Répondez à ces questions d'après le texte sur la crise de KTM.
1. Quel chiffre d'affaires le groupe affichait-il en 2023 ?
2. Pendant la pandémie, qu'est-ce qui rendait KTM moins dépendante de ses fournisseurs ?
3. Quel « free cash-flow » négatif Pierer Mobility AG a-t-elle présenté dans son rapport financier semestriel 2024 ?

| TEXTE À LIRE |
□ □ □ □

KTM en crise - pourquoi et comment continuer ?

Actuellement, il ne se passe pas un jour sans que KTM ne fasse l'objet d'informations inquiétantes : on parle d'un manque de liquidités de plusieurs centaines de millions, de stocks débordants, d'une restructuration en profondeur, de nouvelles suppressions d'emplois, d'une réduction de la production - et même d'un arrêt temporaire de la production et d'une procédure de redressement. Que se passe-t-il chez KTM ? Nous essayons de mettre de l'ordre dans les faits.
Chez KTM, les événements se bousculent ces jours-ci. Alors qu'en 2023 - après 30 ans de croissance impressionnante pour devenir le plus grand constructeur de motos d'Europe - le groupe affichait encore un chiffre d'affaires de 3,6 milliards d'euros pour un EBIT de 160 millions d'euros, il ne se passe actuellement pas un jour sans que des mauvaises nouvelles ne soient annoncées à Mattighofen.
Tout a commencé avec la pandémie Corona. Comme KTM était moins dépendante de ses fournisseurs grâce à une grande intégration verticale, Orange a pu continuer à produire à grande échelle, contrairement à de nombreux concurrents. La production, le site de production et les effectifs ont même été augmentés à cette époque. L'objectif était clair : battre d'autres records - la croissance !
KTM a-t-elle renversé la vapeur trop tard ?
Avec le retour à la normale après la pandémie, la demande sur le marché des motos s'est effondrée et une saturation du marché s'est installée, qui se fait encore partiellement sentir aujourd'hui, par exemple dans le segment premium. KTM a néanmoins continué à augmenter sa production, produisant plus de motos qu'il n'était possible d'en vendre. Les entrepôts de Mattighofen, mais aussi ceux des concessionnaires, ont été submergés. Conséquence : des rabais, des ventes et - en conséquence - des pertes de revenus.
Une grande partie des liquidités a sans doute été absorbée par les stocks importants. De ceux de Mattighofen et des véhicules neufs qui sont en attente de paiement chez les concessionnaires KTM. Il n'existe pas de chiffres officiels à ce sujet, mais selon les rumeurs, il s'agirait d'une production annuelle sur certains marchés nationaux. Un nombre énorme de véhicules neufs qui n'ont pas rapporté d'argent mais qui, au contraire, ont généré ou génèrent des coûts élevés (coûts de production, d'intérêt et de stockage). C'est ainsi que la société Pierer Mobility AG, dans laquelle KTM AG est intégrée (voir plus loin), a présenté dans son rapport financier semestriel 2024 un "free cash-flow" négatif de 615 millions d'euros et un EBIT négatif de 195 millions d'euros. Bien entendu, ces chiffres reflètent également l'évolution négative du secteur des vélos.

□ □ □ □

| MATÉRIEL FOURNI |
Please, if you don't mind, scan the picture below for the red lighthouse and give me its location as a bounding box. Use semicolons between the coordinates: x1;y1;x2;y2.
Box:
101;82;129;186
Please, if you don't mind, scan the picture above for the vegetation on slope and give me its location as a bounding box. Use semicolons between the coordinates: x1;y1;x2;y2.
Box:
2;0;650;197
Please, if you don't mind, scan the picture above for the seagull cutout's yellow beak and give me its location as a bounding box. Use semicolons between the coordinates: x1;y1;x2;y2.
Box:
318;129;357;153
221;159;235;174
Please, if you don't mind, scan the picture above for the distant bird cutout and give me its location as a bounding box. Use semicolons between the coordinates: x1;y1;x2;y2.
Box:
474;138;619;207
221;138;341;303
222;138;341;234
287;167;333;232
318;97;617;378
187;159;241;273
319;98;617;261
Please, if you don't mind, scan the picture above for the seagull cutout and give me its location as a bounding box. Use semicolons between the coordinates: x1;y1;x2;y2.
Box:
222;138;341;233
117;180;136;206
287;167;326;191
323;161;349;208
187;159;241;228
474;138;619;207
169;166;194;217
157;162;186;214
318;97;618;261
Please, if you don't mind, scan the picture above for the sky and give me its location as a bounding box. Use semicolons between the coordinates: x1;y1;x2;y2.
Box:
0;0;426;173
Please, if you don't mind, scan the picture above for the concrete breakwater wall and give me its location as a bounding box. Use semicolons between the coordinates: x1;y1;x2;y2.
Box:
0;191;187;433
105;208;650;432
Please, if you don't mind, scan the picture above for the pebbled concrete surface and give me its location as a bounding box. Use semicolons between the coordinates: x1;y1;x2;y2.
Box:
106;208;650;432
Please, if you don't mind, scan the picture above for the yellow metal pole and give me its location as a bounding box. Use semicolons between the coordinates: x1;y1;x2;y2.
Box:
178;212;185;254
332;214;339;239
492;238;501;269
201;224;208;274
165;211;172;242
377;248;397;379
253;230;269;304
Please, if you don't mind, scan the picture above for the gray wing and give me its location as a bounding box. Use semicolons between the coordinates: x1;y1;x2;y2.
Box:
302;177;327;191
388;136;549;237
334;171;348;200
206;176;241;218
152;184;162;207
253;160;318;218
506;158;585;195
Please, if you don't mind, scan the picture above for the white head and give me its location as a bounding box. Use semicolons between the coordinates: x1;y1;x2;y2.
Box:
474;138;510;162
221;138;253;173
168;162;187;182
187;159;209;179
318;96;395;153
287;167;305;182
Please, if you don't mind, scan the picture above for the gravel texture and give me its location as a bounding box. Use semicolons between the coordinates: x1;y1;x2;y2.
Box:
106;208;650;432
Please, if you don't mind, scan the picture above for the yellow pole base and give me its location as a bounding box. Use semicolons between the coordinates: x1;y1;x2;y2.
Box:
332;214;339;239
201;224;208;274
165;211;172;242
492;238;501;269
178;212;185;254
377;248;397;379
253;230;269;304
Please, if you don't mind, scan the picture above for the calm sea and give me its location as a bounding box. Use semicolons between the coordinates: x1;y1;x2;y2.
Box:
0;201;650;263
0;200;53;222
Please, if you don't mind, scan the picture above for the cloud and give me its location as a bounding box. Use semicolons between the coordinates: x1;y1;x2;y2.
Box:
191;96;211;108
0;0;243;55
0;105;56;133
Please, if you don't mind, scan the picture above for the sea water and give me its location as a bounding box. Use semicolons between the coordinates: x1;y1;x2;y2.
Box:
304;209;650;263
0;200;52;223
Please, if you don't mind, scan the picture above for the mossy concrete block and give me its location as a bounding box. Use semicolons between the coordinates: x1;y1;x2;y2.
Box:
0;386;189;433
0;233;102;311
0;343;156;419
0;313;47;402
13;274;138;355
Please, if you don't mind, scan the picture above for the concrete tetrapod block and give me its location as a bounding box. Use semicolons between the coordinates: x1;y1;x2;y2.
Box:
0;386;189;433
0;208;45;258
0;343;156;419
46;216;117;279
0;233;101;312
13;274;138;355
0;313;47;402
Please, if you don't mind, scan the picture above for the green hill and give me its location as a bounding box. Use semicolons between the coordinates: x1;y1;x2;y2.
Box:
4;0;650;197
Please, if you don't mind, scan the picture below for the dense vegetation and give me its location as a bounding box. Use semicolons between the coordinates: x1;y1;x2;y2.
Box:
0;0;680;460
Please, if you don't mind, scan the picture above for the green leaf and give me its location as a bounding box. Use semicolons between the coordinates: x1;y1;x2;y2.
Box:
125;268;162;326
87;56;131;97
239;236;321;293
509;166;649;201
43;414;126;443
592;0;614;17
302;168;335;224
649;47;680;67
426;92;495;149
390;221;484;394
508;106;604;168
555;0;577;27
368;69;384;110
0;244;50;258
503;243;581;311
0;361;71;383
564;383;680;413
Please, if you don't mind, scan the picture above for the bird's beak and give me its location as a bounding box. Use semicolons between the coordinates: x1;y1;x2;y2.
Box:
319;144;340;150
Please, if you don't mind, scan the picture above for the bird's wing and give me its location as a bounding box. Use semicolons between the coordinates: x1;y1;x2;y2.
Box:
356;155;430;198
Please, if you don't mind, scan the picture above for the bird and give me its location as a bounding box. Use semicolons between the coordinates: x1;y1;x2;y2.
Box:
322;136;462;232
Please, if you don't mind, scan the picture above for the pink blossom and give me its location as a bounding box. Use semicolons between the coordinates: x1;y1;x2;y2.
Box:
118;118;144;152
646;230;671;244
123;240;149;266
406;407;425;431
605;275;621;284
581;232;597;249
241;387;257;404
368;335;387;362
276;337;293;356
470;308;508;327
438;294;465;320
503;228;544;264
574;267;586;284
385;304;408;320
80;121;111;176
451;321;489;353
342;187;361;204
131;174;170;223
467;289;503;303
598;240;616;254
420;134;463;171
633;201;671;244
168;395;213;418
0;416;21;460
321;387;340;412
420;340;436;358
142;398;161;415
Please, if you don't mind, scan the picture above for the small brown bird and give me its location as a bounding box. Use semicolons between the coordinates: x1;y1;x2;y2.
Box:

□ □ □ □

| RÉPONSE RÉDIGÉE |
1. 3,6 milliards d'euros.
2. Une grande intégration verticale.
3. 615 millions d'euros.